Records excerpted from a collection:
● ● ● ● ●
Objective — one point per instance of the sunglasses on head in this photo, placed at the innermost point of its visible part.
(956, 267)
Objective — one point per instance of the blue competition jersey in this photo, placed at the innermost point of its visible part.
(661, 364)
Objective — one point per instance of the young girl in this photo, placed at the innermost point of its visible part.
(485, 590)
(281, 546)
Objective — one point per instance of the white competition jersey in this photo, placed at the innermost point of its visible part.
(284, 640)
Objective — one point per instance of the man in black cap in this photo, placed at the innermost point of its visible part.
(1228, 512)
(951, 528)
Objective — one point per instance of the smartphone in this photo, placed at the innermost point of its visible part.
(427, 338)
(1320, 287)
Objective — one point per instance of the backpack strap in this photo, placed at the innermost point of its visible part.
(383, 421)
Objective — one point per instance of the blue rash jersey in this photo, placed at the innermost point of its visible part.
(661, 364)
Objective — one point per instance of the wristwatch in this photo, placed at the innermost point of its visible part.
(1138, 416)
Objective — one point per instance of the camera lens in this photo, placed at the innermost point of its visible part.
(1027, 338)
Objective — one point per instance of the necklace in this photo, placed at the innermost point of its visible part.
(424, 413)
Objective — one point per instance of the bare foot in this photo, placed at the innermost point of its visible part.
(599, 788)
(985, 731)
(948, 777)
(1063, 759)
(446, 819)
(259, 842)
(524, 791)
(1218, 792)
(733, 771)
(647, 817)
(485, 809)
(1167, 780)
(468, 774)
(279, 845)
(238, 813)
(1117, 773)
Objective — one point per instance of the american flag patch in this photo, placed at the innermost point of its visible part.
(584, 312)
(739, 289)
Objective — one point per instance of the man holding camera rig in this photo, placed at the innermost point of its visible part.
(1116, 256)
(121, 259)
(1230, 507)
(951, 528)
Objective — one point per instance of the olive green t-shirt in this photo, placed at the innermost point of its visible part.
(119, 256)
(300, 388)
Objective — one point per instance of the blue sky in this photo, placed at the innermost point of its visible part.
● ● ● ● ●
Exercise objective:
Reproduce verbatim the portion of the listing that begins with the line containing "Objective — one point per instance of the white" and ends with the line containing "(1027, 338)", including both of those lines.

Answer to the exercise:
Objective — one point per instance of the white competition jersey in this photo, placed at the innermost point of its visible part.
(284, 640)
Objective — one point per instance of the man in black cap in this photo, placed at the innermost point of its visible part.
(1228, 512)
(951, 528)
Objective — one point per instance of the smartphone in this photo, placed at the innermost point of its visible part.
(427, 338)
(1320, 287)
Objective — one point per instance of the backpack strap in this photo, placed at the innermost point of its visible part.
(383, 421)
Objective — one point per instance of the blue rash jersey in this photo, placed at the innermost point of its visible part.
(661, 364)
Objective — one point per instance of the wristwatch in this photo, placed at the innermost point of its visible part.
(1138, 416)
Objective — one point per instance of the camera lens in this photo, placed at the innermost point of its visible part.
(1027, 338)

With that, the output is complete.